- WHAT YOU SHOULD DO -
Every single entry must be reproduced precisely.

Content starts

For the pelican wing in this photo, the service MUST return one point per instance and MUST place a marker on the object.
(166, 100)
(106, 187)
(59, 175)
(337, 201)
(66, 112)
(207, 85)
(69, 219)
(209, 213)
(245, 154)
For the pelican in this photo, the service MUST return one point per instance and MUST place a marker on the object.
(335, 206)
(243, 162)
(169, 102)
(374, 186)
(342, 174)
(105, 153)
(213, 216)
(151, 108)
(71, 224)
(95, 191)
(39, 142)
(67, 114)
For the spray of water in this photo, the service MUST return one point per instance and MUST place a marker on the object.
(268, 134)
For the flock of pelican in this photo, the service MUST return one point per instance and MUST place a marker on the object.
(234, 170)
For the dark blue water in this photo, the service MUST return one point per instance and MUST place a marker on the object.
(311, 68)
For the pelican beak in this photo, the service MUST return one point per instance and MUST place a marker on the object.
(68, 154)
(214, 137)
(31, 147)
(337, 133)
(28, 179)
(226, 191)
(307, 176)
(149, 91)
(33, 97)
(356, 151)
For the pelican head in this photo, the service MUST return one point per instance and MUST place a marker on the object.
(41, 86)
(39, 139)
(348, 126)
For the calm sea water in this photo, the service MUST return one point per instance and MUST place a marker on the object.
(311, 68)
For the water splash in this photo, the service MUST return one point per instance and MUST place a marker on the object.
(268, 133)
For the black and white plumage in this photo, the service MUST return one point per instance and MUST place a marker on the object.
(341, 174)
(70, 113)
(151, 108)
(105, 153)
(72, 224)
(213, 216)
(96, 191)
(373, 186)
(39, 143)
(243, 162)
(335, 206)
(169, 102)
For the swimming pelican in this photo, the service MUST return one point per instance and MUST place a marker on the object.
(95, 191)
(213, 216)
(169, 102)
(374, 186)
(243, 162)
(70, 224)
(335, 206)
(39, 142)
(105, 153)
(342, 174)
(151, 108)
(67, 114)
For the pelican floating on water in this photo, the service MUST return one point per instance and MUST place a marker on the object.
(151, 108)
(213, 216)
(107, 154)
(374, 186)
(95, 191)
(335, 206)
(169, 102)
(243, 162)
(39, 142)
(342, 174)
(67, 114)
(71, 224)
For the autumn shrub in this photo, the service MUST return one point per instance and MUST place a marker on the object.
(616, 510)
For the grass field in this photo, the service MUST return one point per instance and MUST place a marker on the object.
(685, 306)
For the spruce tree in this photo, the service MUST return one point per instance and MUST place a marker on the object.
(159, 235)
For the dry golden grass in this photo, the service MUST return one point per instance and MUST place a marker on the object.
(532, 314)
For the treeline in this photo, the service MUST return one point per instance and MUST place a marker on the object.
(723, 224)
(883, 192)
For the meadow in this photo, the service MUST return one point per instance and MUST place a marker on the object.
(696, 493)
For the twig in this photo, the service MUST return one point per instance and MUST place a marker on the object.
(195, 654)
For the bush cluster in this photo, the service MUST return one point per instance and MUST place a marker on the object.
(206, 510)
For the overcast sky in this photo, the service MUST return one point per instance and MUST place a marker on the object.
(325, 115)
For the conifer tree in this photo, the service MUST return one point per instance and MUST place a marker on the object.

Content ends

- TASK RESULT -
For the pelican wing in this photo, the service MUST return one point per instance and MUST place a marker on the object.
(166, 100)
(106, 187)
(59, 175)
(337, 201)
(66, 112)
(207, 85)
(69, 219)
(209, 213)
(245, 154)
For the pelican in this photo, the service MUST return one point per instance and MUST place a marker on the object.
(335, 206)
(243, 162)
(169, 102)
(374, 186)
(342, 174)
(105, 153)
(213, 216)
(151, 108)
(71, 224)
(95, 191)
(39, 142)
(67, 114)
For the spray of water in this photo, the service MUST return one point per instance and MUST place a marker on the object.
(268, 134)
For the flock of pelican in this photo, the service MUST return one point per instance and MUST place a marker on the object.
(234, 170)
For the dark blue water in this photo, the service MUST return one point per instance and MUST place a marker on the object.
(311, 68)
For the pelican beak in this photo, the service MUST return one point per instance and MUST place a marker on the object.
(68, 154)
(214, 137)
(31, 147)
(337, 133)
(28, 179)
(226, 191)
(307, 176)
(149, 91)
(33, 97)
(356, 151)
For the pelican head in this photo, the service MUST return one point per instance and MUST place a marker on the object.
(41, 86)
(39, 139)
(348, 126)
For the calm sea water in this photo, the service MUST return one point per instance and MUST place a marker on the object.
(311, 68)
For the water splash in this photo, the service MUST return one point per instance and MUST place a marker on the object.
(268, 133)
For the black and white plumage in this photo, the service MUST return one point per instance and MUST place a marker on the object.
(341, 174)
(70, 113)
(151, 108)
(105, 153)
(72, 224)
(213, 216)
(96, 191)
(373, 186)
(39, 143)
(243, 162)
(335, 206)
(169, 102)
For the swimming pelican in this photo, the service MUST return one point per instance and MUST place a marker on the object.
(95, 191)
(213, 216)
(169, 102)
(374, 186)
(243, 162)
(70, 224)
(335, 206)
(39, 142)
(105, 153)
(342, 174)
(151, 108)
(67, 114)
For the pelican floating on water in this photo, the service MUST return one point per instance and MUST place a marker on the object.
(151, 108)
(213, 216)
(107, 154)
(374, 186)
(95, 191)
(335, 206)
(169, 102)
(243, 162)
(39, 142)
(342, 174)
(67, 114)
(71, 224)
For the autumn shrub in this photo, the service MUST return one point per instance and MUST place a marker on the object.
(616, 510)
For the grass field in this photo, the service MUST return one point per instance and MUST place a marker on the object.
(685, 306)
For the spruce tree in this photo, the service MUST return one point per instance and MUST place a marker on the object.
(159, 235)
For the dry golden grass in this photo, the service MUST return one point per instance and MUST place a marker on the object.
(532, 314)
For the treeline in this photo, the service MUST return one point per instance and MUST place a marker on the object.
(723, 224)
(883, 192)
For the meadow in this photo, the service MUST return one point per instance and MUST place a marker on the object.
(696, 493)
For the twig in this photo, the service MUST return one point per instance and MUST place a marker on the object.
(195, 654)
For the bush cluster in this photo, the service MUST return one point per instance and MUST place a marker on the object.
(206, 510)
For the overcast sky in this photo, the service MUST return one point per instance and MUST place a marker on the object.
(325, 115)
For the conifer tree in this photo, the service MUST return one point per instance and MUST place a marker on the object.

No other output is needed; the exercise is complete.